Work instructions =>
Write out every entry exactly as it appears, omitting the pictures.

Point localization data
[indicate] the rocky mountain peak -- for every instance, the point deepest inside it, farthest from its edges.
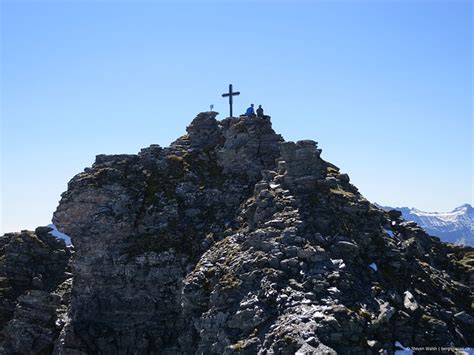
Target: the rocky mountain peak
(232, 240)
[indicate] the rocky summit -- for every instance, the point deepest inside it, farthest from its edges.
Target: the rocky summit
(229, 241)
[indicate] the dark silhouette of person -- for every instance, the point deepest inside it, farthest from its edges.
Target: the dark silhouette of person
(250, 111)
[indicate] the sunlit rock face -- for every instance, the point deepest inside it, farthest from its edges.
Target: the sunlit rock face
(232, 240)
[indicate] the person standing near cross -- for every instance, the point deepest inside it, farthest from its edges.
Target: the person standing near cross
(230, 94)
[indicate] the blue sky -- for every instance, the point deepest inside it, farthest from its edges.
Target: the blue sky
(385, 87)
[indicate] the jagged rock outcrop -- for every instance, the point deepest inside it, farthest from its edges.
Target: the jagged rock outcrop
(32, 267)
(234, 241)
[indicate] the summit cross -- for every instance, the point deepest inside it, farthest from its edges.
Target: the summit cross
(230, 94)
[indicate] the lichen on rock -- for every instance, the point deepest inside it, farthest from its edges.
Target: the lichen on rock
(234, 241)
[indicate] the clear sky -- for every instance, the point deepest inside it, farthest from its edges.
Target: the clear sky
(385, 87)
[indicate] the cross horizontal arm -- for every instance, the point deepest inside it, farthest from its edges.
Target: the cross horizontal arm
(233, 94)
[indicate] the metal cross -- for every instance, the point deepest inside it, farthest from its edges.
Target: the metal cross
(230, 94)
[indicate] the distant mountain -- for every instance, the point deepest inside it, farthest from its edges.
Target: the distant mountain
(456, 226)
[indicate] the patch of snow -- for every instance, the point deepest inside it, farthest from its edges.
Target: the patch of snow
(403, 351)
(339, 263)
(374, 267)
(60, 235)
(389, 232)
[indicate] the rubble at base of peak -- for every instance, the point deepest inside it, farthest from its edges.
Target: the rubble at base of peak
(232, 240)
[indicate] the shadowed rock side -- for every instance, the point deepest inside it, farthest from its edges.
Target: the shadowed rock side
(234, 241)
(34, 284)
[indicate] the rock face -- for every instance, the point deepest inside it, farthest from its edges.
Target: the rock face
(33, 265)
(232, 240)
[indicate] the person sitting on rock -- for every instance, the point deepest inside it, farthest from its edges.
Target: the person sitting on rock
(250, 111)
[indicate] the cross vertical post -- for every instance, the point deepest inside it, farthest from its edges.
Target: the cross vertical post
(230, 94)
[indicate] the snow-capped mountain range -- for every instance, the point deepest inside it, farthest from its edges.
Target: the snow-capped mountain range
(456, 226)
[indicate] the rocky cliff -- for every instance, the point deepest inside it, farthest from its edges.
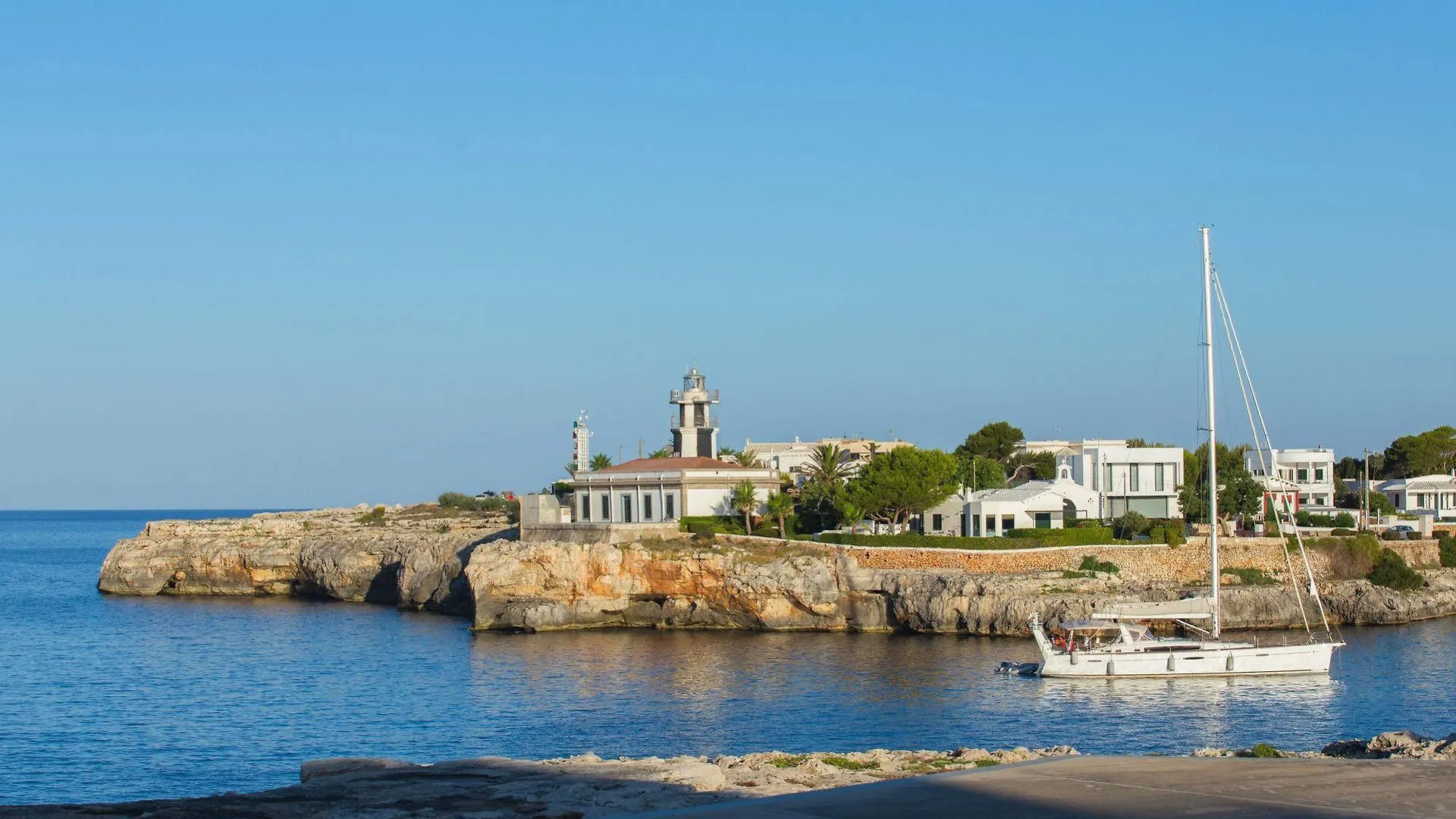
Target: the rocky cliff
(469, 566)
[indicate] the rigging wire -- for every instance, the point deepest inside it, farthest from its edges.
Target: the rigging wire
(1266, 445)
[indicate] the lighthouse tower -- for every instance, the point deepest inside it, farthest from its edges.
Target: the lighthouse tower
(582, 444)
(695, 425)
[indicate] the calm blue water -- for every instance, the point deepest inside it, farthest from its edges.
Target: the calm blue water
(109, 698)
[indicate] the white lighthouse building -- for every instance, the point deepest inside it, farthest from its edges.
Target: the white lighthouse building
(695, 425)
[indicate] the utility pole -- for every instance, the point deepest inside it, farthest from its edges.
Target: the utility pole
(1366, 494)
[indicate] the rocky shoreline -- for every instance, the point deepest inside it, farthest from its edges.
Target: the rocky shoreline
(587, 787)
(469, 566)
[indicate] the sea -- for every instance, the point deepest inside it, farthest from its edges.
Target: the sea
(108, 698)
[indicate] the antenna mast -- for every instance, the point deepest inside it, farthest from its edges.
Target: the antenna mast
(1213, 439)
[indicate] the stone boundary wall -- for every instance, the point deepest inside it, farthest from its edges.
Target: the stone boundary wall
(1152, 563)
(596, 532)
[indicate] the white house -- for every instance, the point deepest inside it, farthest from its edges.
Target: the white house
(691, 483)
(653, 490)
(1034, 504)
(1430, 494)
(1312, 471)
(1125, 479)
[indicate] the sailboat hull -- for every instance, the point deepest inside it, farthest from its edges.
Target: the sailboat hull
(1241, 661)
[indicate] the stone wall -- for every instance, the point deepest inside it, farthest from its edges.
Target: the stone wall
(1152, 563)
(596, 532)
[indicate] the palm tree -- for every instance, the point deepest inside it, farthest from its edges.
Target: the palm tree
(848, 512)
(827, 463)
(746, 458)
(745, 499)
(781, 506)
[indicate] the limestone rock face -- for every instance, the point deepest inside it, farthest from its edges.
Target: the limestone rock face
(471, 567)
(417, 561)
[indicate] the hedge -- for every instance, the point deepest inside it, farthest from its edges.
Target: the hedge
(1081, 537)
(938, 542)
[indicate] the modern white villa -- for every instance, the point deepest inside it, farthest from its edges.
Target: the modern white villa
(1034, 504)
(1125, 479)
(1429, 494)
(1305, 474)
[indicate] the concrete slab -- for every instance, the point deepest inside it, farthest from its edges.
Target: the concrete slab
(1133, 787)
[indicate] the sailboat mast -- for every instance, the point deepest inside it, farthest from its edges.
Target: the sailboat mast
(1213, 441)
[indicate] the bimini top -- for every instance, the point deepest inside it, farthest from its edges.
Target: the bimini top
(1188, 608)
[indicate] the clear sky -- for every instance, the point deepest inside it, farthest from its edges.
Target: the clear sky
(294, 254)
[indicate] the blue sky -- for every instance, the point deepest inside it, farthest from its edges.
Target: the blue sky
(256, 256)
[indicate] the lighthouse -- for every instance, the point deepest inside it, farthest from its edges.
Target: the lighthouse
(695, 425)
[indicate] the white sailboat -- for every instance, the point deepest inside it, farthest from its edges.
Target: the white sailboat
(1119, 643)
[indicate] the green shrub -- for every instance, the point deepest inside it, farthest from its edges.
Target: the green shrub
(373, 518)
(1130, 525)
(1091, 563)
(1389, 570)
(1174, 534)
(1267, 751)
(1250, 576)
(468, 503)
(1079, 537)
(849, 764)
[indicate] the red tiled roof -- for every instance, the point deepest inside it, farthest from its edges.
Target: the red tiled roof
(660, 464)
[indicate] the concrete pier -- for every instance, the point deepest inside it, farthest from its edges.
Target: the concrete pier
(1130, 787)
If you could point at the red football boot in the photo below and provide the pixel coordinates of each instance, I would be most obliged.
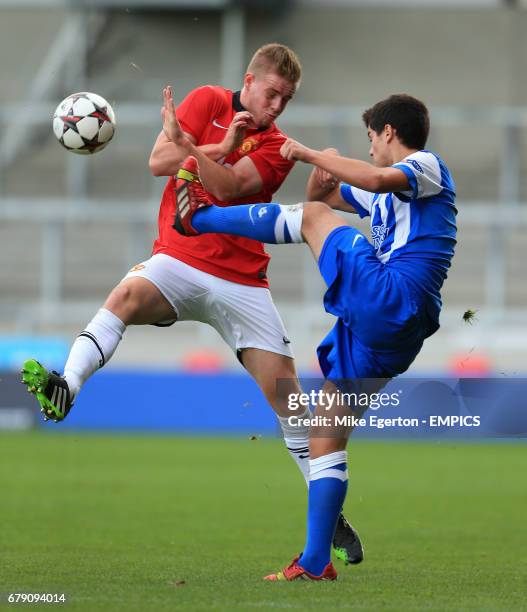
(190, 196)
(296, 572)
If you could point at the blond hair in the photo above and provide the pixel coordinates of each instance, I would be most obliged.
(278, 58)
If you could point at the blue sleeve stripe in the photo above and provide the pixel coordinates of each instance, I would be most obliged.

Task response =>
[indicate] the rocky mountain peak -- for every instance, the point deepest inside it, farthest from its edges.
Target: the rocky mountain peak
(232, 240)
[indicate] the rocky summit -- for every instance, the point deepest inside it, farthest from its edges.
Target: the rocky summit
(229, 241)
[indicate] the dark silhouette of person -- for every instance, the point deepest inside it, farthest from its edges.
Target: the dark silhouette of person
(250, 111)
[indicate] the sunlit rock face -- for every instance, the point deepest inside it, farthest from its edges.
Target: the sunlit rock face
(232, 240)
[indicate] the person standing near cross -- for every instance, the point deepest inside it, farthest from its edges.
Target: the person standing near cross
(230, 94)
[indicate] the blue sky -- for every instance, the point deepest inside it, farthest from its edges.
Target: the blue sky
(385, 87)
[indicate] the jagged rock outcrop -- for every instance, the point deepest inside it, farthest from its edges.
Target: the jagged rock outcrop
(32, 267)
(234, 241)
[indicate] the summit cross -- for every instance, the point deepest inside it, farthest from its edges.
Target: the summit cross
(230, 94)
[indicate] the lichen on rock -- for every instance, the point deepest inside it, farthest from its edges.
Target: the lichen on rock
(234, 241)
[indicate] the clear sky -- for every instance, the point deepest inside it, farthest from its edges.
Target: the clear sky
(385, 87)
[indicate] the cross horizontal arm -- for every instance, the point deepest inside it, farthest from its edges.
Target: the cross horizontal arm
(233, 94)
[indicate] the metal cross -- for every instance, the point deepest inside it, farthest from its edges.
Target: the metal cross
(230, 94)
[indicate] the distant mountain -- for every instance, the point deepest inside it, farthest from its edges.
Target: the distant mountain
(456, 226)
[indicate] the patch of snow -- for every instance, the point deepest inside it, farthest from its edges.
Target: the patch of snow
(403, 351)
(339, 263)
(374, 267)
(60, 235)
(389, 232)
[indicate] the rubble at base of peak -- for every instance, the point deepest inside it, farthest from its edges.
Target: the rubble at base of peak
(232, 240)
[indicate] the shadowed rock side -- for every instance, the point deepest inside it, farthest from its edges.
Target: the shadowed rock side
(234, 241)
(34, 284)
[indicate] the rock face -- for every instance, the point deepest inside it, farthest from its edges.
Target: the rock face
(33, 265)
(232, 240)
[indicate] the person sitting on rock -- for every instance, the point deepest inside it, farthest from its edges.
Target: the person sitting on rock
(250, 111)
[indicate] the cross vertical post -- for every instance, the point deepest inside it, farthest from its edges.
Target: the cross vertical post
(230, 94)
[indicate] the snow-capped mountain range -- for every instance, the point deepest inside it, farthest from its edges.
Target: the snow-capped mountain range
(456, 226)
[indicate] the rocky cliff -- for every instance, the point deepest inside it, farthest from its edges.
Target: the rocky cliff
(469, 566)
[indicate] the rigging wire -- for every instance, the point deepest inside it, farthest from its edges.
Target: the rigging wire
(1266, 445)
[indicate] the lighthouse tower -- for every instance, the point deepest inside it, farthest from its edges.
Target: the lighthouse tower
(582, 444)
(695, 425)
[indicate] the calm blue water -- for every instance, the point deepest inside it, farthest from its edges.
Target: the calm blue water
(109, 698)
[indicate] the white lighthouse building -- for every instance, the point deepest inside it, farthest from its edges.
Target: the white lighthouse building
(695, 425)
[indicate] the utility pole -- for every instance, the point deepest inside it, farthest from its edges.
Target: the utility pole
(1366, 494)
[indicate] the rocky shoreline -- for every instance, the point deepest inside it, farthest from its edges.
Target: the rocky shoreline
(587, 787)
(469, 566)
[indicate] the sea -- for every instance, the point deepest inside it, farthest from its edges.
Target: the sea
(108, 698)
[indicate] the antenna mast -- for every instance, the point deepest inside it, farthest from its edges.
Target: the antenna mast
(1213, 439)
[indicate] the stone boundary wall -- for every instance, the point deepest inside it, farthest from its edges.
Target: the stone boundary wall
(1152, 563)
(596, 532)
[indicate] the white house -- for every instance, the point deepest inside it, farthest from its edges.
Target: the white house
(691, 483)
(653, 490)
(1034, 504)
(1430, 494)
(1312, 471)
(1125, 479)
[indicate] the sailboat hull -- for every instance, the point deepest inside it, farthest from its edges.
Target: the sailboat hull
(1241, 661)
[indicate] the stone wall -- for every instance, the point deepest inside it, farthest from its edges.
Target: the stone wall
(1152, 563)
(596, 532)
[indicate] the palm tree -- for every instance, the point deepest inside it, farthest from its edges.
Target: the palm tree
(848, 512)
(827, 463)
(746, 458)
(745, 499)
(781, 506)
[indicate] the limestone rock face -- for every instance, the point deepest inside it, farthest from its edges.
Target: the limestone rock face
(471, 567)
(417, 561)
[indicate] the hedge -- for every instance, the point deepest inside it, farthest from its edges.
Target: the hedge
(1081, 537)
(938, 542)
[indicate] the modern white villa -- for every instance, the point deepest inside it, farthest from its edges.
Target: the modern white villa
(1034, 504)
(1125, 479)
(1429, 494)
(1305, 474)
[indicate] the concrete slab -- for every instance, the point deepest inside it, farthest from its edges.
Target: the concrete slab
(1133, 787)
[indicate] the sailboat mast -- for every instance, the point deepest inside it, farthest from its edges.
Target: the sailboat mast
(1213, 441)
[indicate] the bimini top -- for every instance, the point deepest inside it, farthest from its edges.
Target: the bimini top
(1188, 608)
[indicate] the clear sky -- for every instance, the point deepest inside it, farthest from its edges.
Target: the clear sky
(294, 254)
[indicate] the blue sky -- for every instance, the point deepest inside it, farthest from its edges.
Target: the blue sky
(256, 256)
[indicate] the lighthouse -- for every instance, the point deepest inside it, farthest from its edges.
Target: the lighthouse
(695, 425)
[indicate] the white sailboat -- for every instance, the point deepest inside it, farthest from its edges.
Target: the white sailboat
(1119, 643)
[indicate] the green shrub -- for every instance, the point deepest inside it, farthest from its edges.
Target: the green shrub
(373, 518)
(1130, 525)
(1091, 563)
(1389, 570)
(1174, 534)
(1267, 751)
(1250, 576)
(468, 503)
(1079, 537)
(849, 764)
[indicate] the red tiled roof -- for every instance, the point deepest inside it, farthest from its edges.
Target: the red tiled roof
(660, 464)
[indicate] the concrete pier -- for every instance, the point deepest inside it, farthest from its edges.
Target: the concrete pier
(1130, 787)
If you could point at the red football boot in the photo below and provide the pixel coordinates of each instance, I would be most obliged.
(190, 196)
(296, 572)
If you could point at the blond hair in the photo above and provide the pixel coordinates of each instance, I would be most obliged.
(278, 58)
If you could point at the blue sleeve stripe in the photo above and provide the pixel coordinates of each instance, I would be most obliged.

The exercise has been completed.